** Begin Selected excerpt **

In a letter posted on its site, Web Review Publisher Dale Dougherty wrote that "the advertiser-supported model isn't really covering costs for targeted publications, and Web Review--whcih requires a dedicated staff of editorial, design, production and technical resources--is expensive to produce."

The letter goes on to ask readers to pay $19.95 for six-month subscriptions to make up for its revenue shortfalls and sustain production costs.

The service needs a minimum of 5,000 paying subscribers (about 10% of its assumed population) in order to manage its costs, according to the letter. If that happens, the site will resume its daily publishing schedule in June.

The publication has two persistent challenges, said Eric Lundberg, director of advertising: the cost of creating original content and the fact that advertising on the site, even if all "availabilities" were sold, would still not make it break even.

Web Review maintains a 10-member staff, three of whom are dedicated to daily original reporting; the site doesn't use wire feeds or content deals to create its editorial.

In late 1995 the Minneapolis-based Utne Reader, a monthly digest of alternative press articles, encountered similar problems when it tried to produce a Web site with 100% original content. While Utne Reader's site didn't shut down, management conceded that the site would have to repurpose magazine content and raise ad rates slightly.

Web Review has worked with at least 20 marketers to date, and has 10 advertisers now. Ad rates are $240,000 per year or sold in monthly packages of $26,000 to $40,000 per month. Impressions are guaranteed, and the average click-through rate is 7.9%, according to Mr. Lundberg.

"We've made a decision that we cannot support publication of Web Review as it's published now," he said. "If we did sign a minimum of 5,000 people, we could continue." He added that, once the brand becomes a subscription-based service, ad rates would not likely increase.

** End Selected excerpt **
** Begin Stored records **

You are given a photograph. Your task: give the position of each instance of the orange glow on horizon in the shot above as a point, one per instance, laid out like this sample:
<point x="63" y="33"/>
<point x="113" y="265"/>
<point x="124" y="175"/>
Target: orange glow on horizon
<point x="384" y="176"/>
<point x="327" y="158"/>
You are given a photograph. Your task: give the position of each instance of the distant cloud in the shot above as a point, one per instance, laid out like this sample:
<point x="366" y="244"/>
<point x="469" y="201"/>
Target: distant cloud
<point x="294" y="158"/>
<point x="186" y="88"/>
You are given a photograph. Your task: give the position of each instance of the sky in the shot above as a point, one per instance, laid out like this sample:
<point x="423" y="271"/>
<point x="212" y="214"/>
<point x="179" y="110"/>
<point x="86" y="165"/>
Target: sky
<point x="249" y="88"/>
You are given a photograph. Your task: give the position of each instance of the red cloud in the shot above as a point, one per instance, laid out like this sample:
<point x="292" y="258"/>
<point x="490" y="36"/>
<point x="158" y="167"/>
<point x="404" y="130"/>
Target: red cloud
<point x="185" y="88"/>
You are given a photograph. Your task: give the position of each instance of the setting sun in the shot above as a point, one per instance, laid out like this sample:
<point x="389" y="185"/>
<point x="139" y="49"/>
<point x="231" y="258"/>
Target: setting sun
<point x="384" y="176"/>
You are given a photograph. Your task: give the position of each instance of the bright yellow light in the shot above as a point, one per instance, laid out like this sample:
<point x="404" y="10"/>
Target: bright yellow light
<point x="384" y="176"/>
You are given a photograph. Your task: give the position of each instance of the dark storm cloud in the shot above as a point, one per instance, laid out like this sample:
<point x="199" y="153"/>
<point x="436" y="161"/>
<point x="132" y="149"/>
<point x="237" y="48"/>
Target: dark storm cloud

** End Stored records **

Exercises >>
• a. Answer these from the Web Review article:
(i) What price does the letter ask readers to pay for a six-month subscription?
(ii) How many staff members handle daily original reporting?
(iii) What average click-through rate does Mr. Lundberg report?
• b. Render this sentence from the Web Review article in Spanish: "Web Review maintains a 10-member staff, three of whom are dedicated to daily original reporting; the site doesn't use wire feeds or content deals to create its editorial."
• c. Please reproduce everything in the Web Review article from "The service needs" down to "it break even.".
This listing was taken from a separate source.

Exercise responses >>
• a.
(i) $19.95
(ii) Three
(iii) 7.9%

• b. Web Review mantiene un equipo de 10 miembros, tres de los cuales se dedican a la cobertura periodística original diaria; el sitio no utiliza servicios de agencias de noticias ni acuerdos de contenido para crear su material editorial.

• c.
The service needs a minimum of 5,000 paying subscribers (about 10% of its assumed population) in order to manage its costs, according to the letter. If that happens, the site will resume its daily publishing schedule in June.

The publication has two persistent challenges, said Eric Lundberg, director of advertising: the cost of creating original content and the fact that advertising on the site, even if all "availabilities" were sold, would still not make it break even.